* ASSIGNED TASK: Take every line from the entries below that includes the word "hanging" and copy it.

INPUT DATA section start

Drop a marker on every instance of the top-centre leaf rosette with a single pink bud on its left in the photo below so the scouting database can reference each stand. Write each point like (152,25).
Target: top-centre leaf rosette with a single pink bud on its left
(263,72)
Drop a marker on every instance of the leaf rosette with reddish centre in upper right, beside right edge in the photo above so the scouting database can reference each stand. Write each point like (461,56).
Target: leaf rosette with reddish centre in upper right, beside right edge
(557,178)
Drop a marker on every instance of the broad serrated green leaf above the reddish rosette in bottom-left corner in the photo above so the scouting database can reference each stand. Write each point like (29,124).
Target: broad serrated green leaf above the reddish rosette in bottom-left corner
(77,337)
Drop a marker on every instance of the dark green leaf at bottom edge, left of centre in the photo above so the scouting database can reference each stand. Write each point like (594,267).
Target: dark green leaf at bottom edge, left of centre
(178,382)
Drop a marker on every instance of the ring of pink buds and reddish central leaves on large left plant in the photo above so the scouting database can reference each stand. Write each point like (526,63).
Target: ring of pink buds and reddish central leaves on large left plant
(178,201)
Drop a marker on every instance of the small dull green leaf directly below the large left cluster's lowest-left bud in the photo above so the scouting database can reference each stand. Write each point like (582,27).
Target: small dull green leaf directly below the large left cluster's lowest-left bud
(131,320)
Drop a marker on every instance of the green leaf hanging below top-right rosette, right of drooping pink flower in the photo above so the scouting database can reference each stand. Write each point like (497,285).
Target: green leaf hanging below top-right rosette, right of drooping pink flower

INPUT DATA section end

* EXPECTED OUTPUT:
Drop a marker on every instance of the green leaf hanging below top-right rosette, right of drooping pink flower in the photo above so the scouting database can reference each stand. Write each point like (497,285).
Target: green leaf hanging below top-right rosette, right of drooping pink flower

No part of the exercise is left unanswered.